(Recorded data)
•••

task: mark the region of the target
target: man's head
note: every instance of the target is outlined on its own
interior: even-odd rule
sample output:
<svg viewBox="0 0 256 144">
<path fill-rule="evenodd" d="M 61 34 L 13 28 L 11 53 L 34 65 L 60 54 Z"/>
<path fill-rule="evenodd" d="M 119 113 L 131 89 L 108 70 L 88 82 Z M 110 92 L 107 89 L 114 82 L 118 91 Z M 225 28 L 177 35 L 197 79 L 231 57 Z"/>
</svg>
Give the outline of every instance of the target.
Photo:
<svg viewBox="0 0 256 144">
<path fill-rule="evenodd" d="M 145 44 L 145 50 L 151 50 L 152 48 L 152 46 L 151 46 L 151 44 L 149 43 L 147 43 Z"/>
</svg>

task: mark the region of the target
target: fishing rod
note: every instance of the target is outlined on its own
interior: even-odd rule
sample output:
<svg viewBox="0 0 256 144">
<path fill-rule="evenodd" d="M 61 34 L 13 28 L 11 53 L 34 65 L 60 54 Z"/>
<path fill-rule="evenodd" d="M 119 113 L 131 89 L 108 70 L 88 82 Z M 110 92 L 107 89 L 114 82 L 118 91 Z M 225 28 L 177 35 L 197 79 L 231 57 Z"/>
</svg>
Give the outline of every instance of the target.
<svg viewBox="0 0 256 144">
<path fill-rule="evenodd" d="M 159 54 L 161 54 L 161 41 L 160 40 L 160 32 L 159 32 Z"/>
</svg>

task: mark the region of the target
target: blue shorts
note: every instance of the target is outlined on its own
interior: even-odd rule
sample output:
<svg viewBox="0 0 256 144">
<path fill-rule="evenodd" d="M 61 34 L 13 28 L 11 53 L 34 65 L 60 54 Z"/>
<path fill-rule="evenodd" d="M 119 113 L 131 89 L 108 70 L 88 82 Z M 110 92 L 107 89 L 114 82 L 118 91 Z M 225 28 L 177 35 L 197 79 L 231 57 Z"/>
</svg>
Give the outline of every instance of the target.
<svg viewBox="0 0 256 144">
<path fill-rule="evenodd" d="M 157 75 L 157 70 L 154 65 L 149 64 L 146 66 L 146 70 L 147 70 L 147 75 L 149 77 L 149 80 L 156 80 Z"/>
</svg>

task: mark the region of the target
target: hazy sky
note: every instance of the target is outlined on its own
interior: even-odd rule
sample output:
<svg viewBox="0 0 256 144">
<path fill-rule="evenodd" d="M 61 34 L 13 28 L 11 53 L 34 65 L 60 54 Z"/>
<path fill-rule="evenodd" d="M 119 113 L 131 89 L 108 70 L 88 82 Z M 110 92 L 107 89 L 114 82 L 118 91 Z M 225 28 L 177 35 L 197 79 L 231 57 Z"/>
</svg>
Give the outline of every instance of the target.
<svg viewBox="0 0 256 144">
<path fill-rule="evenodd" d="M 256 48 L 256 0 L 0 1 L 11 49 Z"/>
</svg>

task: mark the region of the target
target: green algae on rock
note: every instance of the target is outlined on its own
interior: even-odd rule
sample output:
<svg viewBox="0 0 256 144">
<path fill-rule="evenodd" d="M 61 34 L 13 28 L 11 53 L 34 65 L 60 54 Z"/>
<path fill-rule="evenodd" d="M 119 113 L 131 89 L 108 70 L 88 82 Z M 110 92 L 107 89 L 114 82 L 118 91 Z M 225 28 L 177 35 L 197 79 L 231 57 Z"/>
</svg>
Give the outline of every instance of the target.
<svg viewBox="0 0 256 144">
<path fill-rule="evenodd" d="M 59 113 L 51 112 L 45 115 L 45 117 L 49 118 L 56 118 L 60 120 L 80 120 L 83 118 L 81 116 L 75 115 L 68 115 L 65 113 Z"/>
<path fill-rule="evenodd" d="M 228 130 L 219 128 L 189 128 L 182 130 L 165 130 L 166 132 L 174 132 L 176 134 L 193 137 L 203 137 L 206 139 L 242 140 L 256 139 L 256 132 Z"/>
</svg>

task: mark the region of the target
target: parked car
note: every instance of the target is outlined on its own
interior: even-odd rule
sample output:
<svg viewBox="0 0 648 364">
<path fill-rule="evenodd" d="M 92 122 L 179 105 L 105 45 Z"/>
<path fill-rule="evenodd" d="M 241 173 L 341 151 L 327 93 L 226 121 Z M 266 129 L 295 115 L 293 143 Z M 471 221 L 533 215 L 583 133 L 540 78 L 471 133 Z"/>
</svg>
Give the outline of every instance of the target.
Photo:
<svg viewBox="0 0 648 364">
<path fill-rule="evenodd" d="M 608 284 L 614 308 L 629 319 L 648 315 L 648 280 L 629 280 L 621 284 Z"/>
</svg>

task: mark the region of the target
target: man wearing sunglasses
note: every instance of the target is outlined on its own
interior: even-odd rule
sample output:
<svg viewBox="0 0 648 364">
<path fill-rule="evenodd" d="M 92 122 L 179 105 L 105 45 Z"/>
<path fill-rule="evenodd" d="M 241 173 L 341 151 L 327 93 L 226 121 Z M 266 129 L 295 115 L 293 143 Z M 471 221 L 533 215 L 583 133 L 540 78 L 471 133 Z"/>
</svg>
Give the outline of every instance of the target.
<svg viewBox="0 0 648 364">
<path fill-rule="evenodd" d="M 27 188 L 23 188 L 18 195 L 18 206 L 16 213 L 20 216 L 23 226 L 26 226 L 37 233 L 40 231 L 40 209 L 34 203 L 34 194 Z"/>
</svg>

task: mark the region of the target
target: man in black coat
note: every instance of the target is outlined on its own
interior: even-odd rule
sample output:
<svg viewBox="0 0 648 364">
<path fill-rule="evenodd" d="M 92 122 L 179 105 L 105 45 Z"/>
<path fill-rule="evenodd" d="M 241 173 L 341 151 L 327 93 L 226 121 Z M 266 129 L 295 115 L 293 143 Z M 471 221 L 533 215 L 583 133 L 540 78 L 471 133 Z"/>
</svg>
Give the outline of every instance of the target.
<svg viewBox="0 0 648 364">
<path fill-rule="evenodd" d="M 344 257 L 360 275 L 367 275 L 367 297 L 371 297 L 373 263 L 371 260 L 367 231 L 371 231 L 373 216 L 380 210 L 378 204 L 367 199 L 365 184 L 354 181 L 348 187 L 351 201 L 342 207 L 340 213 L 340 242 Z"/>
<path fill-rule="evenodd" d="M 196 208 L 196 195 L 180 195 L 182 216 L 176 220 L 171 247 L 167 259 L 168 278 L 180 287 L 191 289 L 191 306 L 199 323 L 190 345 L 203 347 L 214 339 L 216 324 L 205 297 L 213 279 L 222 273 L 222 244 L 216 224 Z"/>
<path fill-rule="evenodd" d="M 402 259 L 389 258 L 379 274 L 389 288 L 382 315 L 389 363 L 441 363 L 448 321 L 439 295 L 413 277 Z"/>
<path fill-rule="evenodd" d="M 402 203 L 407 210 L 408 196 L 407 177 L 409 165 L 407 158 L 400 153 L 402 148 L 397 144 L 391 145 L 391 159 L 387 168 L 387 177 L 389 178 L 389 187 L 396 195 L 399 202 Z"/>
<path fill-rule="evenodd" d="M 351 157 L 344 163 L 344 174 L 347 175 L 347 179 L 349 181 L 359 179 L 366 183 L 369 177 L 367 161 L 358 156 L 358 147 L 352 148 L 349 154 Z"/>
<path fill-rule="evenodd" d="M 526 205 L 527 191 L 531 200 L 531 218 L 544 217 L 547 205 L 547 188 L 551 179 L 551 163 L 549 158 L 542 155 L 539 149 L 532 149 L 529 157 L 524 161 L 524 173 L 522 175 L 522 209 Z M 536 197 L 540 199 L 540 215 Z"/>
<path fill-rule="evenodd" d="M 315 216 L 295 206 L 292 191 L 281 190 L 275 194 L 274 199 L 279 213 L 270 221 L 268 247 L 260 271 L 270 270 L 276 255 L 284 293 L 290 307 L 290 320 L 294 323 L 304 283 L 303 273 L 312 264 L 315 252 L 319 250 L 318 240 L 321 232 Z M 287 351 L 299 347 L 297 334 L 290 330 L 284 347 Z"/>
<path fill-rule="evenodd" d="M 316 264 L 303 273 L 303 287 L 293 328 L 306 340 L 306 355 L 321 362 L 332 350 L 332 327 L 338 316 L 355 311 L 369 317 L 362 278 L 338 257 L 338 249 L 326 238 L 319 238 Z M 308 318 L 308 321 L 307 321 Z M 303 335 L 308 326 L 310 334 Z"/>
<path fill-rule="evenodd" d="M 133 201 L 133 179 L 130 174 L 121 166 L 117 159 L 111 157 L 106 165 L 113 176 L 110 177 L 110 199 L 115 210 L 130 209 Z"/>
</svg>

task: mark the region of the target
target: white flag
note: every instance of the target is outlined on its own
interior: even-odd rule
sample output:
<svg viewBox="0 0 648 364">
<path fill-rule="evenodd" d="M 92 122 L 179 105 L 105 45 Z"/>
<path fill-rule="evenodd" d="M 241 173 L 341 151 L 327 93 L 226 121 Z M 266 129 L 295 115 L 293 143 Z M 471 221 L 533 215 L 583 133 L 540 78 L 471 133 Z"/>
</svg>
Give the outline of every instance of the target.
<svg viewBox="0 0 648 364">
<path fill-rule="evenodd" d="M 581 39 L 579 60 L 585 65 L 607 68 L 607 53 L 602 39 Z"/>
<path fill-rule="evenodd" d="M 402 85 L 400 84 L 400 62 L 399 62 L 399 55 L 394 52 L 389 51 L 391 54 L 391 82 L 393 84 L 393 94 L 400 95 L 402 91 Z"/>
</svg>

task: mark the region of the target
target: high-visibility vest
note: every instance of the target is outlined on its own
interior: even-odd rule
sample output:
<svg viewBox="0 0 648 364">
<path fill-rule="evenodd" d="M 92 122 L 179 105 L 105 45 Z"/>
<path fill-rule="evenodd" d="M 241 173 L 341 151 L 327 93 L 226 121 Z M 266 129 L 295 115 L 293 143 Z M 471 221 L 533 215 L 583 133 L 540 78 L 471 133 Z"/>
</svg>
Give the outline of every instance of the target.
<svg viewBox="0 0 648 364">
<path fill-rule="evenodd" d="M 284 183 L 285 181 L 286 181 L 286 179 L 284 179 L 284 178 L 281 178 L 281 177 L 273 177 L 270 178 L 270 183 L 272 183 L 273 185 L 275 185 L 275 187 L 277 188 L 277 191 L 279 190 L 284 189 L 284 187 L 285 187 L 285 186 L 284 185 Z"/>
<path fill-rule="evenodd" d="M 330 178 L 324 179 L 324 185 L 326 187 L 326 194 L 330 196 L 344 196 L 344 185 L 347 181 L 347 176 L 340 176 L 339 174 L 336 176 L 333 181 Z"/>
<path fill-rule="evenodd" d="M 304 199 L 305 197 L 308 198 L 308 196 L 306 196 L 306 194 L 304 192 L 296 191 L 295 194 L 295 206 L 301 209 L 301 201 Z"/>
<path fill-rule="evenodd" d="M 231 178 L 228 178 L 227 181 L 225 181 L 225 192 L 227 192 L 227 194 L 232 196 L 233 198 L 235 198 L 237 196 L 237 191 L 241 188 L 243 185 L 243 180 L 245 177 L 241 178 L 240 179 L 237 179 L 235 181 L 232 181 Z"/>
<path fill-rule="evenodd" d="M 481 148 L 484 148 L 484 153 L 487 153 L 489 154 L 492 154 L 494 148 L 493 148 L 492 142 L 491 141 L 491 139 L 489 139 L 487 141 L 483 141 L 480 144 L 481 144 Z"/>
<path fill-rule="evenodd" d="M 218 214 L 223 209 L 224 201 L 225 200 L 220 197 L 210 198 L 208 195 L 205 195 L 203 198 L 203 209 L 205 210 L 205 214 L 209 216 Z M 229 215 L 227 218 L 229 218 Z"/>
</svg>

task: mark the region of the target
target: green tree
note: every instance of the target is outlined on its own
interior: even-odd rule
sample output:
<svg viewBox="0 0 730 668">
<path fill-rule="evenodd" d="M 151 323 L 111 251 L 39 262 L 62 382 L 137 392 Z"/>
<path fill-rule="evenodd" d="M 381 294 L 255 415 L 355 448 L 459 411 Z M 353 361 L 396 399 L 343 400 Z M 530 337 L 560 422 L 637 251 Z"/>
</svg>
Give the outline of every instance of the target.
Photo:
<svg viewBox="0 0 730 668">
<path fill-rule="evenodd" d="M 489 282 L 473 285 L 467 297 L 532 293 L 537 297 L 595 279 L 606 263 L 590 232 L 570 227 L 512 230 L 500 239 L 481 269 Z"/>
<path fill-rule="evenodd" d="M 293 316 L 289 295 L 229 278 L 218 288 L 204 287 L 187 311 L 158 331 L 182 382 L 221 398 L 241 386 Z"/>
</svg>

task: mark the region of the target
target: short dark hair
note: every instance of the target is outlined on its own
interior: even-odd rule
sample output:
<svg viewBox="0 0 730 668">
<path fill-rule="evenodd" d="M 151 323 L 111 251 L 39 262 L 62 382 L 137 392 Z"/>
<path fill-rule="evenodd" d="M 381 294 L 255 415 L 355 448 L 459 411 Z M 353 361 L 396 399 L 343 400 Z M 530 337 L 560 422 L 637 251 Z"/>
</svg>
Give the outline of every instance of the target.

•••

PROBLEM DESCRIPTION: Identify each line in the records that contains the word "green" and copy those lines.

WRITTEN ANSWER:
target: green algae on rock
target: green tree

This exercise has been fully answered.